* **Study text**
· · · · ·
Pioneer educator Dr. Janie Silver dies at 94


Dr. Janie Britt Silver, 94, of Lumberton, passed away on August 12.

Janie SilverDr. Silver was the first woman to hold the rank of full professor at Pembroke State University, where she chaired the education department and led the University’s initial accreditation efforts.

After graduating from Lumberton High School, she attended Mars Hill College, The University of North Carolina at Chapel Hill, The University of Georgia and The University of Mississippi. In 1956, she was the first woman to receive a doctorate degree from The University of Mississippi, according to her published obituary.
Dr. Silver applied her training as a teacher in North Carolina public schools and the District of Columbia. She and her husband spent 25 years as college professors in Arizona, Tennessee, Texas and North Carolina.

Dr. Silver served on the faculty of Union University in Jackson, Tenn., Grand Canyon University in Prescott, Ariz., and Trinity University in San Antonio, Texas, before returning to Robeson County and joining UNCP’s faculty in 1960.

Former Provost and Chancellor Dr. Charles Jenkins remembered Dr. Silver.

“Dr. Silver was a well-known professor in the Education Department during the '60s and '70s, who served as a leader in competency-based teacher education and in state and national accreditation of teacher education,” Dr. Jenkins said. “On a personal note, she took great pride in her family’s name, Britt, a well-known Robeson County family whose members have made many contributions to the region.
· · · · ·
* **Supplied data**
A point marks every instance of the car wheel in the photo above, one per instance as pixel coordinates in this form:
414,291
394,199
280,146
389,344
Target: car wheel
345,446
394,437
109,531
· · · · ·
* **Activity A**
List the schools Dr. Silver attended after graduating from Lumberton High School, according to the article about Dr. Janie Silver.
* **Activity B**
Copy the passage of the article about Dr. Janie Silver from "Dr. Silver applied" up to and including "and North Carolina.".

* **Task output A**
- Mars Hill College
- The University of North Carolina at Chapel Hill
- The University of Georgia
- The University of Mississippi

* **Task output B**
Dr. Silver applied her training as a teacher in North Carolina public schools and the District of Columbia. She and her husband spent 25 years as college professors in Arizona, Tennessee, Texas and North Carolina.